*Directions*: How many lines in the listing below contain the string "cliff", with case counting? Reply with the number alone.

### Data for processing ###

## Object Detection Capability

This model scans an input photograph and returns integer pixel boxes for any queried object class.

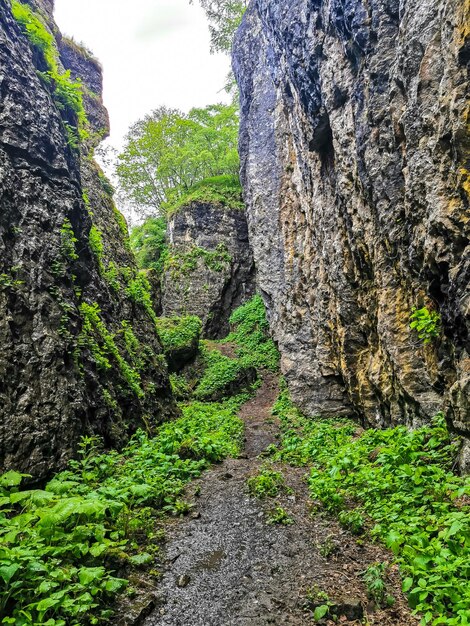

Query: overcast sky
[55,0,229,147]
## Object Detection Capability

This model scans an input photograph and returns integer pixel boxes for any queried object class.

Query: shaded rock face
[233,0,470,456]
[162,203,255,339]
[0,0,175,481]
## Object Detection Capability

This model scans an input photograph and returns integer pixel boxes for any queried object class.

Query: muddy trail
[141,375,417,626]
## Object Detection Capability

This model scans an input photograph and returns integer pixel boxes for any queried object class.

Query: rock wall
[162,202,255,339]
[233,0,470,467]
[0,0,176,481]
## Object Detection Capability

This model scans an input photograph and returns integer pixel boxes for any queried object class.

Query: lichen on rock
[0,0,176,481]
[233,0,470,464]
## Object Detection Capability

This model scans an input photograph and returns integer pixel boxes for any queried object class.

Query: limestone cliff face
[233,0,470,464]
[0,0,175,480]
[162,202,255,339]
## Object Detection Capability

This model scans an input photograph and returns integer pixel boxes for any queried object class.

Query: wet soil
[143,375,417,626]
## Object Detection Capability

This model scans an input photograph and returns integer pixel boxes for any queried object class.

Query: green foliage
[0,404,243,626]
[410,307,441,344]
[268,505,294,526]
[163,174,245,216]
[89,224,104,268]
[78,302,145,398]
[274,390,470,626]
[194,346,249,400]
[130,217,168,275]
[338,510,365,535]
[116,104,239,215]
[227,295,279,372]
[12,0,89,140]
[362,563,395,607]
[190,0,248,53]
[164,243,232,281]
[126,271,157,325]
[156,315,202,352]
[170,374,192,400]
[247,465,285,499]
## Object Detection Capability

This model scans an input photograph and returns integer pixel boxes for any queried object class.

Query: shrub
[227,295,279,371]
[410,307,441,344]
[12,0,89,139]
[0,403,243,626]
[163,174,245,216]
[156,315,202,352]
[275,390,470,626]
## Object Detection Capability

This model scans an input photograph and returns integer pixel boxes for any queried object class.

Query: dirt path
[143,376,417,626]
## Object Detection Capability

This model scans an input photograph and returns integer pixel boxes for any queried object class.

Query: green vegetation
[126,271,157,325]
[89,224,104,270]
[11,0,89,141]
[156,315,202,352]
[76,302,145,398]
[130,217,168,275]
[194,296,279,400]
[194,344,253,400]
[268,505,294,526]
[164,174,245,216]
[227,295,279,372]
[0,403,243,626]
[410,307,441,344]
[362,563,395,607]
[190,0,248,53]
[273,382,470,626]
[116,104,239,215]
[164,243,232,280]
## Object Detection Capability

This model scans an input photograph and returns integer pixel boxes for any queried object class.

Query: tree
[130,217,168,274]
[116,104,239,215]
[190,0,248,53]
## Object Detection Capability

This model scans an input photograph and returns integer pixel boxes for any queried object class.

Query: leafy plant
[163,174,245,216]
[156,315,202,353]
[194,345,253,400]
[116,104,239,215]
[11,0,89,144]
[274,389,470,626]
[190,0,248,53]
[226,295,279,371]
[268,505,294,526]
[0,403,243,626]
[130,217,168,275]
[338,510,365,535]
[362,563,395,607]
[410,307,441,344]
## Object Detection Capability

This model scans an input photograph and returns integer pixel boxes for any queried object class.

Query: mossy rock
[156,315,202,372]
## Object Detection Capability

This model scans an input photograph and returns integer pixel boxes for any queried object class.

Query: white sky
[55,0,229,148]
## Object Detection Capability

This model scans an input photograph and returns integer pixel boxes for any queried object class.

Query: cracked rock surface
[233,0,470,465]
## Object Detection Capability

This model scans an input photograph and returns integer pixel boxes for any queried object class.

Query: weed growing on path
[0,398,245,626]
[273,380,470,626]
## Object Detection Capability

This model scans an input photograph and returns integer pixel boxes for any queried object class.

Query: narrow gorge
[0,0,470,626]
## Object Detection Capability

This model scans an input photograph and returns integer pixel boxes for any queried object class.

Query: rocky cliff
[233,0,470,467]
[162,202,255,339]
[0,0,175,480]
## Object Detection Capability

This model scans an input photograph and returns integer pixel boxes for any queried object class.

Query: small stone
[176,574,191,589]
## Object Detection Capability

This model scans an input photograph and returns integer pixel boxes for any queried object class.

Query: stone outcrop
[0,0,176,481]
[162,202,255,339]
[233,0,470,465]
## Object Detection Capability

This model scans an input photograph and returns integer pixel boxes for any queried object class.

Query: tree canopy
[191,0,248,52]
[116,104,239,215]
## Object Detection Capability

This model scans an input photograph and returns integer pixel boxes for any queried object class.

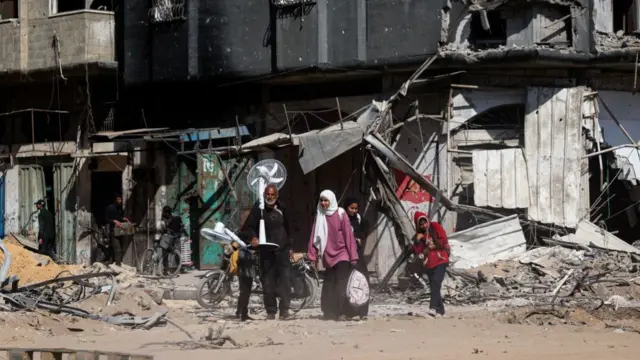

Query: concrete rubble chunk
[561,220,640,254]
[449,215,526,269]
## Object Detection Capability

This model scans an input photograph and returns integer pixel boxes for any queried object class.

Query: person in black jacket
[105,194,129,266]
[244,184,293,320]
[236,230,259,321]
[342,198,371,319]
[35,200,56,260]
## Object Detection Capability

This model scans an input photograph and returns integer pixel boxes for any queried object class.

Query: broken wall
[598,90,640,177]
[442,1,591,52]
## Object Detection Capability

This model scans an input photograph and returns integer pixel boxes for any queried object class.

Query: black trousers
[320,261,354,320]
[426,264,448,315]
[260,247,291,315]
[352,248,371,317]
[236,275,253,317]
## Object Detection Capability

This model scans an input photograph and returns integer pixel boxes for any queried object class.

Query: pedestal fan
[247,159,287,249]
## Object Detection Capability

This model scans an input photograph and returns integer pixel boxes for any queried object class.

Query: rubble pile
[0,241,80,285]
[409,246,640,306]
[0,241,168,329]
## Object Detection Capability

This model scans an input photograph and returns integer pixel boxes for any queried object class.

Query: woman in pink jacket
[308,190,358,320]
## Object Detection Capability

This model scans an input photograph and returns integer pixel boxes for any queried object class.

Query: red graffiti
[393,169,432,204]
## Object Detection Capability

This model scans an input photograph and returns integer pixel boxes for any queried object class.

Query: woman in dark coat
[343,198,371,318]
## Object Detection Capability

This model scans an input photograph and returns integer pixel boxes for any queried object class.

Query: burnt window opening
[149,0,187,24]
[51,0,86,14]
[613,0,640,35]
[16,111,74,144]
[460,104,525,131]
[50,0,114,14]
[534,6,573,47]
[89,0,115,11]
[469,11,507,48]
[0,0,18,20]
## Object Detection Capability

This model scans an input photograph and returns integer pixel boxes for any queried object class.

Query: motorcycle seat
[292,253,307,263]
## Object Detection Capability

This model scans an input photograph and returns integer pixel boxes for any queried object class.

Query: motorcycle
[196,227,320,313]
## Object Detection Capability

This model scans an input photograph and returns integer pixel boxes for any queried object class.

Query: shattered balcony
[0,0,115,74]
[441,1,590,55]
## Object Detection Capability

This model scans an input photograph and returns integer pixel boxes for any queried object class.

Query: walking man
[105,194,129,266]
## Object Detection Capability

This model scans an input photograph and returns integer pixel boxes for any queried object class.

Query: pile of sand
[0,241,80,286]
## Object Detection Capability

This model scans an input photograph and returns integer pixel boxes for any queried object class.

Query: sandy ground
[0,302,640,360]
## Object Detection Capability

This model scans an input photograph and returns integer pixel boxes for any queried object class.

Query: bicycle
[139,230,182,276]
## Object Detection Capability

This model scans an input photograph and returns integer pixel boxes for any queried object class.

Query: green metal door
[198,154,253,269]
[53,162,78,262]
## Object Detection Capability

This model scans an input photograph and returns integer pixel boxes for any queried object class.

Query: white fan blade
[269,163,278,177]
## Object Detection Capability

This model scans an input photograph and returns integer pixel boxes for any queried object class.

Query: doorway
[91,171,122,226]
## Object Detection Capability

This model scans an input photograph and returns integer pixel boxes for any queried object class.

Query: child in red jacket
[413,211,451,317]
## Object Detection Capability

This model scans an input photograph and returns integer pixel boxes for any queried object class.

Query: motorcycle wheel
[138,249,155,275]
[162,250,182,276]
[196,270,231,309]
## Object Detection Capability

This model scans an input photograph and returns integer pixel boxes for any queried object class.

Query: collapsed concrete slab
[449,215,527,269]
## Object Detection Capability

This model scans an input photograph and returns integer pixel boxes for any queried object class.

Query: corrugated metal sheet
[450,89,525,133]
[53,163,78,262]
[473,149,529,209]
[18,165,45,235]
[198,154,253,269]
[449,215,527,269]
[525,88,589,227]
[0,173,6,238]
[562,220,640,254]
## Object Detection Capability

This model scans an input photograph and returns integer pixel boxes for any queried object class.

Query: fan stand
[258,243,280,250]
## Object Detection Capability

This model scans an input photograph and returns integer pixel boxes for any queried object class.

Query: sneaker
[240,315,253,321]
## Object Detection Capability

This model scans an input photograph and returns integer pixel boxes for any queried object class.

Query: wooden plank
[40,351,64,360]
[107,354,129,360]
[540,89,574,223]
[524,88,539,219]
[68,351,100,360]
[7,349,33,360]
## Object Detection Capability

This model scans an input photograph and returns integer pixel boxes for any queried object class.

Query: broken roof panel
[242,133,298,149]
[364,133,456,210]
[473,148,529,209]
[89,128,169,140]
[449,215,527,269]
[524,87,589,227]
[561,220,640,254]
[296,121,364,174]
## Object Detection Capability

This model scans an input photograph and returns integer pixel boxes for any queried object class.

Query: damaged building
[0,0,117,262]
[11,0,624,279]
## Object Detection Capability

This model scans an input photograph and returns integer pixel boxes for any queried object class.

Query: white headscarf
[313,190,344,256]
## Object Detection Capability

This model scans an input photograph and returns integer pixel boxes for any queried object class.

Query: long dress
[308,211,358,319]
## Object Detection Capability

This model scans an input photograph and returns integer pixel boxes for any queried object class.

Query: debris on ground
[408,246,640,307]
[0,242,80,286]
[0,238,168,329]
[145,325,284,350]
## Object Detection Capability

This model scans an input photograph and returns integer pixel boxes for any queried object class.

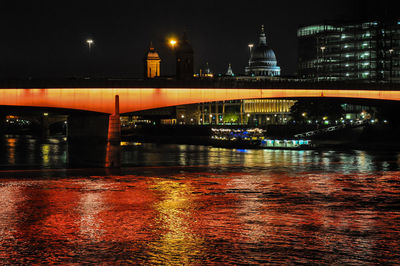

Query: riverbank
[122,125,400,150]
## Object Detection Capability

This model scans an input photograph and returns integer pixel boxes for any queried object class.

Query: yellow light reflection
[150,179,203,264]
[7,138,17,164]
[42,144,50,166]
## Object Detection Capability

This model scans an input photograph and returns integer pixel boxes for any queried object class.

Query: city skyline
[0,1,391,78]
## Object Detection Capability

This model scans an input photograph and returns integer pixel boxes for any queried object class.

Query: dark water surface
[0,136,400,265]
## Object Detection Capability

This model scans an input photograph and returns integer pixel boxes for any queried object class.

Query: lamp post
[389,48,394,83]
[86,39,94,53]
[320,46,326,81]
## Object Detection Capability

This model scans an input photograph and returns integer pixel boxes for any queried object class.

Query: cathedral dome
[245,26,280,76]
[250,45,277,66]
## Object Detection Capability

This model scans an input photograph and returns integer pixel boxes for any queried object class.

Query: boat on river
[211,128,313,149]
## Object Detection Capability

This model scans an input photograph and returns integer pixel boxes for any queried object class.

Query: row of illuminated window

###

*The reply*: 2